» **Using the information**:
1. Could you return, word for word, everything in the enema thread from "# anyone use" down to "(Jul 13, 2013)"?
2. Can you rewrite the paragraph of the enema thread that begins "A single phosphate enema" more briefly while keeping its main facts?

» **Provided text**:
"""
# anyone use enemas daily?esp phosphate



## qeiane (Jul 31, 2013)

The only way i can renove waste is with a phosphate enema...tap water enemas i retain sadly used to help....are these safe (phosphate) thanks


----------



## jdinvirginia (Jul 13, 2013)

qeiane,

Phosphate enemas are controversial. Despite their convenience and effectiveness for some people, there are concerns about possible damage to the kidneys (renal failure), particularly in the elderly.

A single phosphate enema probably is safe. Multiple phosphate enemas are not. Whether you should use phosphate enemas on a daily basis is something that I would recommend you discuss with your physician.

Under the direction of my gastroenterologists I cope with my bowel incontinence by administering clearing saline enemas every morning to prevent fecal accidents later in the day (don't laugh - it works). I have written a serious white paper on the subject "Enemas to Control Fecal Incontinence" at the link below:
http://groups.yahoo.com/group/Incont/files/Enemas%20for%20fecal%20incontinence.pdf

You should not be retaining any significant amount of fluid from a properly administered saline (tap water plus salt) enema. What volume did you use? Did you use a saline solution? What body position did you use (sitting, supine, etc.)?
"""
» **Supplied data**:
"""
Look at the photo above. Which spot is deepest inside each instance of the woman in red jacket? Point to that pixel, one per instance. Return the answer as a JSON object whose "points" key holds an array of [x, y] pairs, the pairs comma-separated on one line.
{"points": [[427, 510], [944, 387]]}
"""
» **Solutions per task**:
1.
# anyone use enemas daily?esp phosphate



## qeiane (Jul 31, 2013)

The only way i can renove waste is with a phosphate enema...tap water enemas i retain sadly used to help....are these safe (phosphate) thanks


----------



## jdinvirginia (Jul 13, 2013)

2. One phosphate enema is probably safe, but several are not, and daily use should be discussed with a physician.